Written problem: Gather every line of the material below that contains the word "leaded".

Data for processing:
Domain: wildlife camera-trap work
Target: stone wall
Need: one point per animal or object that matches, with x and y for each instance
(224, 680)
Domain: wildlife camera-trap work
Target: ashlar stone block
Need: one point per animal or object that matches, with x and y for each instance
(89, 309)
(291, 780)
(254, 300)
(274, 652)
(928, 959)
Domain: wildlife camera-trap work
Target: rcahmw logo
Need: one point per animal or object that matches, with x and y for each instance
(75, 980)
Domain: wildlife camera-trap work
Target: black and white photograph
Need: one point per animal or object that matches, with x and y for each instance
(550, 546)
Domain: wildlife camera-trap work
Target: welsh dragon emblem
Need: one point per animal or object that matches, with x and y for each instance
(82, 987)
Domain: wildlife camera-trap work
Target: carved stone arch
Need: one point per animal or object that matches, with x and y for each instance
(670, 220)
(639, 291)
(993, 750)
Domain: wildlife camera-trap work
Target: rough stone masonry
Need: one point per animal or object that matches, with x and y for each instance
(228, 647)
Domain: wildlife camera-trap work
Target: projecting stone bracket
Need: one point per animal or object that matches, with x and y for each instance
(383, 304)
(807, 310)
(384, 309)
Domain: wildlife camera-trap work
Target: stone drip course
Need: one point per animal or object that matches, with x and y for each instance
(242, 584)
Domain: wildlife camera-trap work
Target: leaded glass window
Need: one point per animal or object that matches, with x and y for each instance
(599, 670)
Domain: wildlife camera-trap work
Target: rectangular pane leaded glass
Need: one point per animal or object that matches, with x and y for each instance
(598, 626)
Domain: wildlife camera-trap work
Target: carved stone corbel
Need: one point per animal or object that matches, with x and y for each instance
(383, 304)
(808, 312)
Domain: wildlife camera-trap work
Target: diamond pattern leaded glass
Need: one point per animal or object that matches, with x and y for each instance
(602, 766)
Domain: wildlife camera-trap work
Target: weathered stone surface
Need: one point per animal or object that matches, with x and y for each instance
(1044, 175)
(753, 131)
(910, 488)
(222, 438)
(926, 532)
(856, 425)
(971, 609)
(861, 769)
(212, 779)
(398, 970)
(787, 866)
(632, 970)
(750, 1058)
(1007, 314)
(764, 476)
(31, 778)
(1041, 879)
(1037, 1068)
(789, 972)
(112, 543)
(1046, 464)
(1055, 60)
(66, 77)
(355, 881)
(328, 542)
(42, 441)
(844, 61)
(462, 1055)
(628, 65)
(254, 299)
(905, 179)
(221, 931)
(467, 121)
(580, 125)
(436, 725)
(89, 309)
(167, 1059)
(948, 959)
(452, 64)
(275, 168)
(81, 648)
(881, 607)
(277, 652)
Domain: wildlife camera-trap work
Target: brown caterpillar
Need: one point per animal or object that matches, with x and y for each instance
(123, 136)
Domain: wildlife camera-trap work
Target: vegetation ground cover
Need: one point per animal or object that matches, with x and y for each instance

Result of the task:
Target: leaded glass window
Target: rectangular pane leaded glass
Target: diamond pattern leaded glass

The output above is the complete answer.